• [Quoted passage]
I like Ford Tractors, I've currently got a 7710. It's the second 7710 I've owned and it's a good reliable tractor. I've run TW's, never owned one, but know a lot of people who have. As previously pointed out the 401 ci engine is a good engine, but unless you find a late model TW15, you are looking at a 25-30 year old tractor. Everything depends on how it was used and how well it was maintained. The same goes for any old tractor no matter what brand it is. With Fords, you can usually always find parts. Alexander's Tractor Parts and many others have rebuilt parts and NH dealers still have a lot of inventory. As long as you stick with the major brands you should be able to find parts. Just make sure whatever you get, that you get a service manual for it. The problem is usually finding someone to work on it if you can't do it yourself.


----------



## CockrellHillFarms

I actually tried to rent a new NH or JD to see which one I liked better. Funny thing is, no one around here would rent one. Too many people buying new tractors to make a long story short. NH is currently working on a deal with me similar to how they rent tractors out to the state. But I havent gotten that deal done yet. So depending on your area, they may or may not be inclined to so something like that.

• [Stated goal 1] Edit the rows starting at the line that contains "Mark the innermost point of each instance of the dark stripe" and running through the end of the rows, replacing "duckling" with "chick" and leaving everything else unchanged.

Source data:
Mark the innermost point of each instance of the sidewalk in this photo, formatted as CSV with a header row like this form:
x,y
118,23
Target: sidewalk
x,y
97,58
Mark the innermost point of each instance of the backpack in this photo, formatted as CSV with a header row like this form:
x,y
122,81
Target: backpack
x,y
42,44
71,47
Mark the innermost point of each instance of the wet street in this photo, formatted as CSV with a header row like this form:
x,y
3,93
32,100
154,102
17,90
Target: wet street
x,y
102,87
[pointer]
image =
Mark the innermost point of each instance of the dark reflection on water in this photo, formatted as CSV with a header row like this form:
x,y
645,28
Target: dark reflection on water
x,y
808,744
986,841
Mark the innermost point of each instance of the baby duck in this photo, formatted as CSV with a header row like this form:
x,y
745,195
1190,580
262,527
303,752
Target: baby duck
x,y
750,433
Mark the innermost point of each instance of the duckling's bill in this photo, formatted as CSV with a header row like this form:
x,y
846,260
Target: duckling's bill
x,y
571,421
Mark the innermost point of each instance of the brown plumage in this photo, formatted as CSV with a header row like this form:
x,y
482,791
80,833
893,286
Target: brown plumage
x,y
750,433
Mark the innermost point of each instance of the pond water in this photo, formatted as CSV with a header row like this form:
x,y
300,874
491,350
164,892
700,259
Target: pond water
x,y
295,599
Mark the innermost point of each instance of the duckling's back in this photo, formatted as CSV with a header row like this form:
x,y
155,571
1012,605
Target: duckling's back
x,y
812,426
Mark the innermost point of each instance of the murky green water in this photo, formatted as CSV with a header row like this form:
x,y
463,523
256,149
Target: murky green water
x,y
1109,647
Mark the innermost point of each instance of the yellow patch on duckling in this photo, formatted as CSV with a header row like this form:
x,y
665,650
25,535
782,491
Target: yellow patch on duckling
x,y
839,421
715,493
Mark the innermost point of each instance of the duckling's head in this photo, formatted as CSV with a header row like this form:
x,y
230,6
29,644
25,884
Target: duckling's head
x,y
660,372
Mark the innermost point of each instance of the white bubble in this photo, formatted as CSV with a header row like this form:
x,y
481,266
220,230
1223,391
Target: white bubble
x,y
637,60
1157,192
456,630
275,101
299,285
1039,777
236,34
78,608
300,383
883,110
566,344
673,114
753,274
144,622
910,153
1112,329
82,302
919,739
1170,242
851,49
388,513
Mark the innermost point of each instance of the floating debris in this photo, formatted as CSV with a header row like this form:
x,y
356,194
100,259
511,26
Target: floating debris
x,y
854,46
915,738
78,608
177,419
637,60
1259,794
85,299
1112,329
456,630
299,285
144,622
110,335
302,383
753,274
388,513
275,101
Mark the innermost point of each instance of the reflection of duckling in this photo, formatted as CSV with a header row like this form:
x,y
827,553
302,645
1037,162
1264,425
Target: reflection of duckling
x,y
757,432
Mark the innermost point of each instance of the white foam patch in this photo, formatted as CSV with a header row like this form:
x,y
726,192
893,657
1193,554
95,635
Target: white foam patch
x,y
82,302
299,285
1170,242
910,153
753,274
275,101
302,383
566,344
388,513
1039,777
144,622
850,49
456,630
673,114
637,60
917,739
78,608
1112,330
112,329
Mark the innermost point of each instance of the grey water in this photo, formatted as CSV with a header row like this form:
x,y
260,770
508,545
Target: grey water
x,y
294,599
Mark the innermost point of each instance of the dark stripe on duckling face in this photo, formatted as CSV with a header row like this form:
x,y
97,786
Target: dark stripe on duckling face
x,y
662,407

• [Stated goal 2] Pick up the forum thread about Ford tractors and continue it from the point where it stops.

• [Result 1]
Mark the innermost point of each instance of the dark stripe on chick face in this photo, formatted as CSV with a header row like this form:
x,y
97,786
Target: dark stripe on chick face
x,y
662,407

• [Result 2]
----------



## JD3430

CockrellHillFarms said:


> Looks like that tractor has pretty good shoes on it as well. Vol is right.....that would be the first thing that I would ask about. The A/C. But it doesnt mention much in the ad at all so it might not even be of worry. I have one other thought to throw up there that hasnt been mentioned. I think knowing what you REALLY want comes with experience. You can think you know what you want but I think you really know what you want when you have experience with enough equipment that its an easy choice. (Does that make sense?) So your next purchase may seem like the RIGHT tractor at the time (and hopefully it is) but you may not think that after some time. But that's part of experience and luck! I think a guy just decides what they want (in their budget) and go after it. Dont worry about everything, you wont find something perfect that is used. Just make sure it has the MAIN things your looking for and go after it. That's what I do at least.


Yeah, sage advice there.....
I really want a Magnum or older IH, but very expensive. The reason is the dual PTO, the engines that came with them (DT or Cummins) and the fact that they're so popular with hay farmers around here. It seems like every hay farmer has at least one IH or Case/IH. That tells me they must be good hay tractors.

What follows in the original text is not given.